### What this task involves
Transcribe all of the data below line for line, with no changes.

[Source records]
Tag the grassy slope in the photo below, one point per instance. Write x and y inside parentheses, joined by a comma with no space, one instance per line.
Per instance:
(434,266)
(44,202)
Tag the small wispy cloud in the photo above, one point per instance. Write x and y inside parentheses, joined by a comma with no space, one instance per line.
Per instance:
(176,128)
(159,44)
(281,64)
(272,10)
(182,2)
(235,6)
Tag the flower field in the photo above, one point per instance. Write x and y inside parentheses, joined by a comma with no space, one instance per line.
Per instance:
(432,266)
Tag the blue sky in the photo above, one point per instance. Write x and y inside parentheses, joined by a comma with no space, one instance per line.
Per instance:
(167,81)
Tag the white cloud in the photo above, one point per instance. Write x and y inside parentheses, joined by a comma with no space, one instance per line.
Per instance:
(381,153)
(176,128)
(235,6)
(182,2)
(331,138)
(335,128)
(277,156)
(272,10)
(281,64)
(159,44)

### Response
Tag the grassy slope in the photo below, one point per instance. Write x and y inside parentheses, joined by a comma with no space, one instance per line.
Per instance:
(434,266)
(44,202)
Tag the small wispy cloud in the photo above, one point per instance. Write x and y inside parentheses, joined by a comma with no space, one instance per line.
Per instance:
(176,128)
(159,44)
(281,64)
(272,10)
(182,2)
(235,6)
Tag the flower field in the photo above, one point per instance. Write x and y inside parentheses, joined by a comma with no space, one instance per line.
Per instance:
(432,266)
Tag the blue sky in the photo above, one point per instance. Write x and y inside parentheses, joined by a comma with no space, one instance per line.
Per instance:
(167,81)
Tag the white cloud in the photo above, one point per instance. Write x and y inside parentheses, joined by a comma with no space, one instance per line.
Per instance:
(381,153)
(176,128)
(235,6)
(182,2)
(331,138)
(335,128)
(277,156)
(272,10)
(281,64)
(159,44)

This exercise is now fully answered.